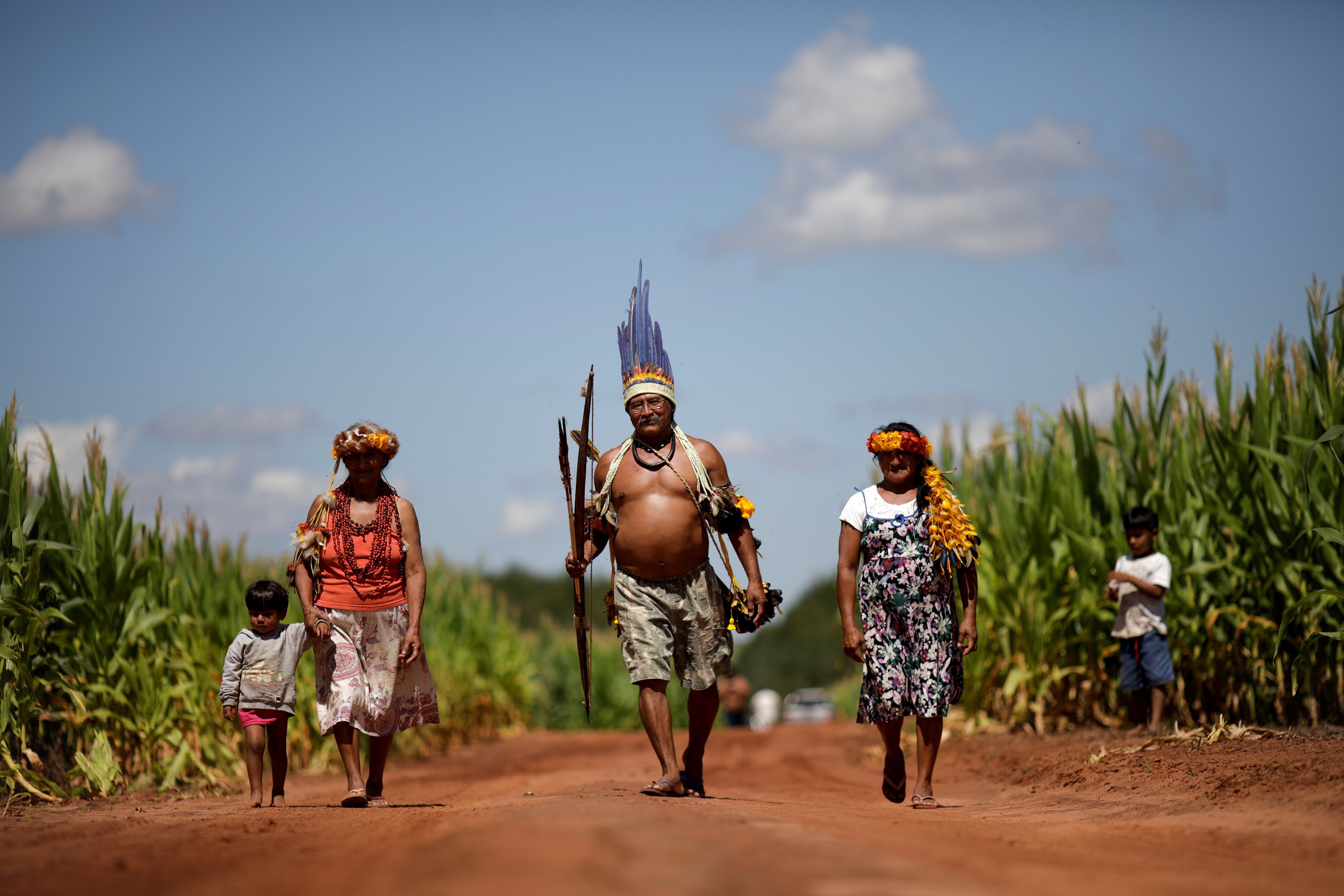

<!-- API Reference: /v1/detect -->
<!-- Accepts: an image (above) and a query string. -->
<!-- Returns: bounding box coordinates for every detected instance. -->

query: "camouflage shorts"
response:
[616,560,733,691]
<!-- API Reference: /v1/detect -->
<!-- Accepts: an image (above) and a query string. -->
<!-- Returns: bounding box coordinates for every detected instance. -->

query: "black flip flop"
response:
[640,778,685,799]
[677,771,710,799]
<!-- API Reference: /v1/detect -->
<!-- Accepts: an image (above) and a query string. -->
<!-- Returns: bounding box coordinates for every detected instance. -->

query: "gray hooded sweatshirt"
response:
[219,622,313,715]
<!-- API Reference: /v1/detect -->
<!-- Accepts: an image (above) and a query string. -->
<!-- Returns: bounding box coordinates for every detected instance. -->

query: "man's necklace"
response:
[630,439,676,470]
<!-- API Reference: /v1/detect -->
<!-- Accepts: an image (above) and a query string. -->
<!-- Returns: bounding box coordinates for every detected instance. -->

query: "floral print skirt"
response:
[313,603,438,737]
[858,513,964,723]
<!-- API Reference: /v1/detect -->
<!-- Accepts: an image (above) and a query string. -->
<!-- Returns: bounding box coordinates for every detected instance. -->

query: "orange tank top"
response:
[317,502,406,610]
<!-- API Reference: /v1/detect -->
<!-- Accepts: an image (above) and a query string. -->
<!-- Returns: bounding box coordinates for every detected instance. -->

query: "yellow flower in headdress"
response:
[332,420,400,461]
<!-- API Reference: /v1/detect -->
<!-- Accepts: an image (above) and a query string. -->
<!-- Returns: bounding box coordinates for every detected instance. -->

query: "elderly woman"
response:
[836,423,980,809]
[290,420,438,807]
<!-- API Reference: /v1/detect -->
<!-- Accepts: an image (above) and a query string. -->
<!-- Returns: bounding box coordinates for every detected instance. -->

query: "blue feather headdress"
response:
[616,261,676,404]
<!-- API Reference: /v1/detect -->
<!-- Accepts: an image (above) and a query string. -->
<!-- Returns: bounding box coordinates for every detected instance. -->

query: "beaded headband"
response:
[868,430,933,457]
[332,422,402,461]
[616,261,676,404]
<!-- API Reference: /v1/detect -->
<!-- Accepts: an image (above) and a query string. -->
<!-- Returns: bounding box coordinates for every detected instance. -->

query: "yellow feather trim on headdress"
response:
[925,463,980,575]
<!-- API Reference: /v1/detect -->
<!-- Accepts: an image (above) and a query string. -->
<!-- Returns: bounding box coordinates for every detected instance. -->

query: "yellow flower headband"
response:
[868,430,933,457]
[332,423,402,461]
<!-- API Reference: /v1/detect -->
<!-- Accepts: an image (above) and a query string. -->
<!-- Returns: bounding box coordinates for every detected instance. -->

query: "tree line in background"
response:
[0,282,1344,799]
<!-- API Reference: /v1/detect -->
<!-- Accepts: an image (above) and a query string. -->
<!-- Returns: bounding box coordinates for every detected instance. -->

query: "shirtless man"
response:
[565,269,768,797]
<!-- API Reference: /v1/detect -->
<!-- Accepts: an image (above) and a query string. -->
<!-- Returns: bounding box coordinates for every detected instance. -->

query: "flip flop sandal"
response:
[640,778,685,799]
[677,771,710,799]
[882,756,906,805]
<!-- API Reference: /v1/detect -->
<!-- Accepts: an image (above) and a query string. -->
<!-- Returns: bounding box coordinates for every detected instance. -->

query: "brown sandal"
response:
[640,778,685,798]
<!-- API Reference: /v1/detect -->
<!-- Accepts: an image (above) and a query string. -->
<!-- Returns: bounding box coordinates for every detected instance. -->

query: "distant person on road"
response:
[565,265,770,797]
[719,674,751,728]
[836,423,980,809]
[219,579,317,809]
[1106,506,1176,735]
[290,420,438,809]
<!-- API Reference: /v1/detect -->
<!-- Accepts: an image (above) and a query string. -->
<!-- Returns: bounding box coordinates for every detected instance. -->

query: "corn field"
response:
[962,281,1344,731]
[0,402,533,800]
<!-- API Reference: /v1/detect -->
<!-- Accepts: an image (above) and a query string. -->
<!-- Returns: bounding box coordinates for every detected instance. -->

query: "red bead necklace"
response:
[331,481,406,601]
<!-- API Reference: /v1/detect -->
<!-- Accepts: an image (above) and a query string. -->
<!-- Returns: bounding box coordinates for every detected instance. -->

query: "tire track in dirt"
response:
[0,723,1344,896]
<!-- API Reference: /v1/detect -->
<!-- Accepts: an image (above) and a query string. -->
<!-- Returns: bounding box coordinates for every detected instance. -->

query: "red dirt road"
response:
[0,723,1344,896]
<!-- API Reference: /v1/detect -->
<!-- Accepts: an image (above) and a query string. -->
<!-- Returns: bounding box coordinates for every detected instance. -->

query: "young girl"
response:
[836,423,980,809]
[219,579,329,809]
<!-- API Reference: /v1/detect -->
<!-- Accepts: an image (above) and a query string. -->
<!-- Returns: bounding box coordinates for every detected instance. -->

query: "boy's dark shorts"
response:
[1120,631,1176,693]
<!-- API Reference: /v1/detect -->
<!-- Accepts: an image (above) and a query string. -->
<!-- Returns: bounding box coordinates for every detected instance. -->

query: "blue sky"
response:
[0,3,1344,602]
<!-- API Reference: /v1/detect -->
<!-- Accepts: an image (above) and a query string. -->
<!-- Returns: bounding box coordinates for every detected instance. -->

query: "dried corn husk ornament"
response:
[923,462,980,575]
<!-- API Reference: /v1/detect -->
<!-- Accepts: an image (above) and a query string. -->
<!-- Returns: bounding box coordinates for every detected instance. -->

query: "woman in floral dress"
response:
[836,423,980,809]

*-*-*

- Exercise -
Pull out every line of the data that contains the string "flower", and copy each one in full.

- Correct output -
query: "yellow flower in headdress"
query: "yellow flower headband"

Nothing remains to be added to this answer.